# [Exercise objective]
The answer must consist solely of the lines from the one containing "Pass this photo to locate to point out the curly" to the end of the entries below, repeated exactly.

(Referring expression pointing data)

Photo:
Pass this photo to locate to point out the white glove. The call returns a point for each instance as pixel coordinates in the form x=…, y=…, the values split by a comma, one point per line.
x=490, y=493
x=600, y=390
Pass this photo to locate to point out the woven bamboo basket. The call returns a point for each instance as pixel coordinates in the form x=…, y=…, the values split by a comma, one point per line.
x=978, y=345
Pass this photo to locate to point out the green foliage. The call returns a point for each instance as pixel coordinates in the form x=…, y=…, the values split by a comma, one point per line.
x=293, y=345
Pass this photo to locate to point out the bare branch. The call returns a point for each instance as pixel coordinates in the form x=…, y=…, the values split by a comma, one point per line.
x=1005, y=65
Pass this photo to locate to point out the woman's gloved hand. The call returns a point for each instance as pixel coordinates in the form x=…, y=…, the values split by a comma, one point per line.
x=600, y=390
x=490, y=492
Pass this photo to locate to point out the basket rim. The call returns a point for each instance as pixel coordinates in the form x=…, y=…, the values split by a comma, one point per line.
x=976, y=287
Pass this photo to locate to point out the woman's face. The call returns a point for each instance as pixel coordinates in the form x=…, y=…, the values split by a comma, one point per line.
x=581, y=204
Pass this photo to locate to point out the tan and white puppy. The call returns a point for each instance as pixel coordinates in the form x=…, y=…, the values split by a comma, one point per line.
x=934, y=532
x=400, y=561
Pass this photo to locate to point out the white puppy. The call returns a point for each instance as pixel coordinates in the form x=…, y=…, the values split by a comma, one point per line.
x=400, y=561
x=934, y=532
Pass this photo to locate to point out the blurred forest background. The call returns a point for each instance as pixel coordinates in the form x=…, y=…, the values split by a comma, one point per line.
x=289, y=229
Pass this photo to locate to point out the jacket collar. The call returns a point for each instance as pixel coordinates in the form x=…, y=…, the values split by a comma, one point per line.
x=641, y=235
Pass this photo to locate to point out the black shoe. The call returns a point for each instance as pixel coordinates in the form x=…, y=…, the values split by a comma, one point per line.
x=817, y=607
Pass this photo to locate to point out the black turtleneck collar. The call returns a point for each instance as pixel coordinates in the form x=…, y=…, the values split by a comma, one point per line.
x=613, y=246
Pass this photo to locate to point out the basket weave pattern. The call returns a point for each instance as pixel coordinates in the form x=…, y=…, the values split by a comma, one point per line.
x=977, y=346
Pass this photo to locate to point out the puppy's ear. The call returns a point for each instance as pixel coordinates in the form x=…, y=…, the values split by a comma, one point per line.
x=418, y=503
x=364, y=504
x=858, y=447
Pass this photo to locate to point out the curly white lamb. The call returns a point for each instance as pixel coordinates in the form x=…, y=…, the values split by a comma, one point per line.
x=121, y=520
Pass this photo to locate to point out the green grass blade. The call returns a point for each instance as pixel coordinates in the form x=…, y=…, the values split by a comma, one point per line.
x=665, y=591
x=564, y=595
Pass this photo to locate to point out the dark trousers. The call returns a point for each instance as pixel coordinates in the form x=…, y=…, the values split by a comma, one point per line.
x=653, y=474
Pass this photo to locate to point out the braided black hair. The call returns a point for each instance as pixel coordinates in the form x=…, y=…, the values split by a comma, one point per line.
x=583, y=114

# [Output below]
Pass this photo to locate to point out the curly white lamb. The call returns a point for each instance as pixel coordinates in the form x=…, y=…, the values split by a comma, one point per line.
x=121, y=520
Pass this photo to locate to point out the green grass blade. The call returns a point for each instance as pixel coordinates in the form x=…, y=…, the values split by a comma, one point per line.
x=665, y=591
x=564, y=595
Pass this photo to locate to point out the dark trousers. The call returns a point for each instance as pixel coordinates in the form x=…, y=…, the values split by a comma, one point per line.
x=653, y=474
Pass this photo to locate to point out the braided black hair. The call returns a point for each instance as pixel coordinates in the form x=…, y=…, the values split by a comma, one point per line.
x=583, y=114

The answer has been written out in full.